▸ **Input**
········
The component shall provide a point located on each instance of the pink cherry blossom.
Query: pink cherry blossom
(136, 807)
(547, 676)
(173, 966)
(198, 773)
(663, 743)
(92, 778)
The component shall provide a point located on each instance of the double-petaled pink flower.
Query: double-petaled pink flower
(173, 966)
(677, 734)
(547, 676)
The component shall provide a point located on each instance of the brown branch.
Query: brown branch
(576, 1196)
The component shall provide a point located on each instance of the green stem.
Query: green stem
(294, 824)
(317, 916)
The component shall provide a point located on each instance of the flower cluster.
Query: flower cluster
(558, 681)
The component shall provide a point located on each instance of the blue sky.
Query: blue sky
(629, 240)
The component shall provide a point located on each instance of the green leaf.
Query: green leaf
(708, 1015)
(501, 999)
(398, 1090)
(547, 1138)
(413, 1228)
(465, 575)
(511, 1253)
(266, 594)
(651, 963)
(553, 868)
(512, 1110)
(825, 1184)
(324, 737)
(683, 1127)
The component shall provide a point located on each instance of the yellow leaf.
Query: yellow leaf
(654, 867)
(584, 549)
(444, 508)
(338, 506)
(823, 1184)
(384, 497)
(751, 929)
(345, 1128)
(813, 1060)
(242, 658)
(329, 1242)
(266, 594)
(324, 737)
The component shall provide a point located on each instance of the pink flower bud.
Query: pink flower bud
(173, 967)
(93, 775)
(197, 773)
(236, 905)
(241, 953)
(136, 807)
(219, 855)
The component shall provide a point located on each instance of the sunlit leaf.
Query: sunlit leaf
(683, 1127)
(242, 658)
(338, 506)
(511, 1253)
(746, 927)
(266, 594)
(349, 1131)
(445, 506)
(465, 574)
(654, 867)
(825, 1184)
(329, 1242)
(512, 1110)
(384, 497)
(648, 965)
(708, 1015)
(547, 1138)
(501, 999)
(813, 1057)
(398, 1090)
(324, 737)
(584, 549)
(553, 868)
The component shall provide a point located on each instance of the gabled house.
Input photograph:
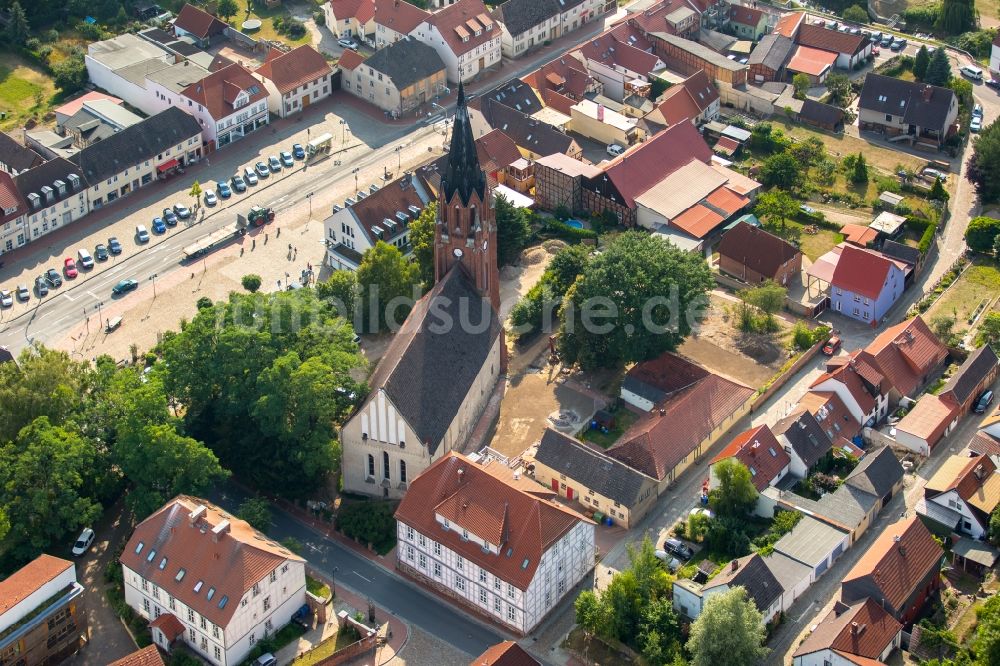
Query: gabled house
(760, 452)
(754, 255)
(865, 284)
(466, 38)
(860, 634)
(208, 580)
(492, 543)
(295, 79)
(899, 571)
(907, 111)
(199, 25)
(962, 494)
(750, 572)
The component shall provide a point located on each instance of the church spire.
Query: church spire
(463, 173)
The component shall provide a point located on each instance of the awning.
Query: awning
(166, 166)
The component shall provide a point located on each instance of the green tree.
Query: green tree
(730, 630)
(801, 83)
(422, 240)
(257, 512)
(388, 283)
(777, 206)
(46, 485)
(251, 282)
(856, 14)
(735, 494)
(981, 233)
(633, 302)
(18, 29)
(938, 69)
(512, 230)
(920, 62)
(780, 170)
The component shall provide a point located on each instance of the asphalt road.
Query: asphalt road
(363, 577)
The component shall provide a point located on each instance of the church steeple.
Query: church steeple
(463, 173)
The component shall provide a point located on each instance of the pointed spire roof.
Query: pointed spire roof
(463, 173)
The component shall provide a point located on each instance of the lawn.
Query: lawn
(25, 91)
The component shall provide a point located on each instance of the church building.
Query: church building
(431, 386)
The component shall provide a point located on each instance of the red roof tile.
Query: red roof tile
(492, 507)
(760, 451)
(25, 581)
(296, 68)
(898, 560)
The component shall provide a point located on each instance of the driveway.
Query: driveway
(108, 639)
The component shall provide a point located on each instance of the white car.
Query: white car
(84, 542)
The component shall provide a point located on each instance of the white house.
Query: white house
(491, 541)
(465, 37)
(209, 580)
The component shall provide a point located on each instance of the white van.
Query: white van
(971, 72)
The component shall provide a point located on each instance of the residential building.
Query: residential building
(398, 78)
(229, 103)
(920, 113)
(383, 215)
(43, 617)
(582, 472)
(961, 496)
(139, 155)
(491, 542)
(899, 571)
(527, 24)
(55, 192)
(865, 285)
(753, 255)
(750, 572)
(760, 452)
(747, 22)
(210, 581)
(465, 37)
(199, 25)
(861, 634)
(295, 79)
(423, 402)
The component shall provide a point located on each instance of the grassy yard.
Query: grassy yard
(25, 91)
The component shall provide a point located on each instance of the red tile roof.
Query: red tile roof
(645, 166)
(491, 506)
(147, 656)
(459, 24)
(658, 442)
(226, 566)
(863, 629)
(760, 451)
(198, 22)
(217, 91)
(507, 653)
(25, 581)
(296, 68)
(898, 560)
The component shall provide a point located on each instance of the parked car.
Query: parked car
(83, 542)
(678, 548)
(832, 345)
(86, 261)
(124, 287)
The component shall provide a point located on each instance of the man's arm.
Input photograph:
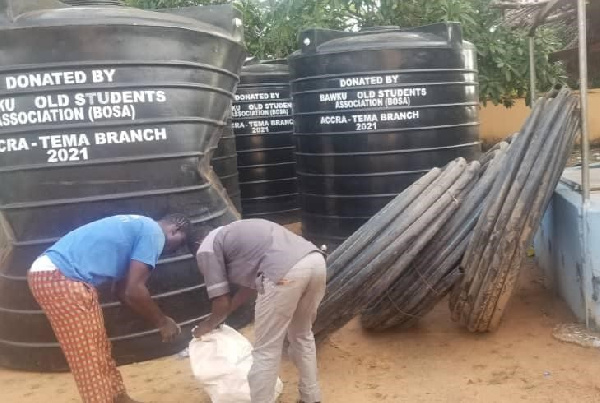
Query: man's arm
(133, 291)
(221, 307)
(242, 296)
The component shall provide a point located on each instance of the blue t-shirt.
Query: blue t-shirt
(102, 250)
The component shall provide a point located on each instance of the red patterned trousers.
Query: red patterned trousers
(76, 318)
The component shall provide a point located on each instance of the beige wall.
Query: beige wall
(498, 122)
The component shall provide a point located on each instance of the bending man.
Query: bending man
(289, 273)
(123, 249)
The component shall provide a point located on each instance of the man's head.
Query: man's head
(176, 228)
(196, 237)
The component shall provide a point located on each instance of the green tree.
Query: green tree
(272, 26)
(503, 55)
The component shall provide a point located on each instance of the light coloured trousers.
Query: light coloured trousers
(288, 307)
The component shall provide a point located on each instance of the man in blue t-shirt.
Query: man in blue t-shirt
(123, 249)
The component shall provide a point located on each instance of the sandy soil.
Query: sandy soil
(436, 362)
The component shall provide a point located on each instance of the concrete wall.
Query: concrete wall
(559, 251)
(498, 122)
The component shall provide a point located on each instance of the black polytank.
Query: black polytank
(107, 110)
(224, 163)
(373, 111)
(263, 125)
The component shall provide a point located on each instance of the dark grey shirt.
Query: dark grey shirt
(241, 251)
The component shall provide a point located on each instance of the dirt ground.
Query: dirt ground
(436, 362)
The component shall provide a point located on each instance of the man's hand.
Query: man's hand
(169, 329)
(201, 329)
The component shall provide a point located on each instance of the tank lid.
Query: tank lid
(318, 40)
(218, 20)
(93, 2)
(267, 67)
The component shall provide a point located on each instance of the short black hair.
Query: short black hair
(196, 236)
(181, 221)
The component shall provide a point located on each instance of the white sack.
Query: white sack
(221, 361)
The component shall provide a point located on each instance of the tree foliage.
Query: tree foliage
(272, 26)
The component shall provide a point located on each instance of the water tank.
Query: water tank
(373, 111)
(263, 126)
(224, 163)
(107, 110)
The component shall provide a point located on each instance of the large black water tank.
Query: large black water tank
(373, 111)
(107, 110)
(263, 125)
(224, 163)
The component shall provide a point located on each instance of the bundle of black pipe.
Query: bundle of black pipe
(509, 219)
(374, 111)
(224, 163)
(363, 268)
(436, 268)
(262, 121)
(107, 110)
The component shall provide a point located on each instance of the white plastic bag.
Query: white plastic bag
(221, 361)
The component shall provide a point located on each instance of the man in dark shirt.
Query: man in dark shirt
(289, 273)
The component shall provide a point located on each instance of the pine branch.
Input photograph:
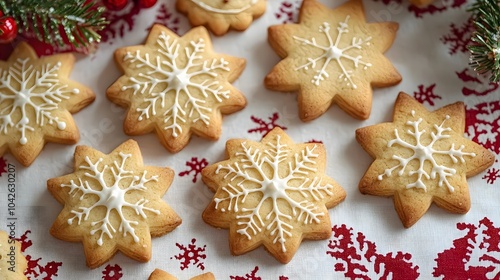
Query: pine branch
(485, 50)
(58, 21)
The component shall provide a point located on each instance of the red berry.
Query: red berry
(115, 5)
(147, 3)
(8, 29)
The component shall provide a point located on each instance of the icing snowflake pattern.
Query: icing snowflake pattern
(113, 197)
(333, 52)
(425, 153)
(178, 81)
(273, 187)
(25, 88)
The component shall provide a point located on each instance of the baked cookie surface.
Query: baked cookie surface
(36, 101)
(332, 56)
(159, 274)
(219, 16)
(176, 86)
(422, 157)
(12, 262)
(113, 203)
(272, 193)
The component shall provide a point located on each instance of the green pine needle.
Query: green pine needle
(51, 21)
(485, 51)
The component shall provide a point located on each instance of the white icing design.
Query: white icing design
(211, 8)
(426, 153)
(26, 89)
(333, 52)
(161, 76)
(112, 194)
(259, 174)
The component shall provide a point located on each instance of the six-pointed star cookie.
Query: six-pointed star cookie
(113, 203)
(422, 157)
(12, 262)
(273, 193)
(176, 86)
(36, 101)
(332, 56)
(159, 274)
(221, 15)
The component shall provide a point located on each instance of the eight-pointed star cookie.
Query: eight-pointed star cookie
(422, 157)
(36, 101)
(159, 274)
(12, 262)
(176, 86)
(332, 56)
(273, 193)
(113, 203)
(221, 15)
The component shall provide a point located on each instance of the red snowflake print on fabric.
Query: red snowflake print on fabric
(191, 254)
(476, 85)
(357, 258)
(3, 166)
(265, 126)
(288, 11)
(476, 255)
(120, 22)
(482, 104)
(36, 270)
(436, 7)
(426, 94)
(459, 37)
(195, 166)
(492, 175)
(166, 17)
(112, 272)
(249, 276)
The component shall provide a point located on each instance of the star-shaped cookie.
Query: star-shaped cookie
(273, 193)
(159, 274)
(36, 101)
(176, 86)
(221, 15)
(332, 56)
(113, 203)
(422, 157)
(12, 262)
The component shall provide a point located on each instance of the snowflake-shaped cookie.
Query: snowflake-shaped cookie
(221, 15)
(422, 157)
(332, 56)
(273, 193)
(113, 202)
(36, 99)
(176, 86)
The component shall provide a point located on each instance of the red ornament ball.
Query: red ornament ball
········
▸ **Exercise**
Exactly as written, give the line containing "the star-shaped cookie." and all remaining lines of the records.

▸ **Correct result**
The component shall provide a point located on each instance of the star-shaped cookie.
Query: star-shaped cookie
(273, 193)
(159, 274)
(36, 101)
(176, 86)
(221, 15)
(332, 56)
(113, 203)
(422, 157)
(12, 262)
The component shall provide a point located on each instance of the snowflake-shaped cookie.
Query: snowflake-shaped cookie
(221, 15)
(422, 157)
(332, 56)
(273, 193)
(113, 202)
(36, 99)
(176, 86)
The component shall provide a point located on each instance of the red ornament ball.
Query: red ornament ball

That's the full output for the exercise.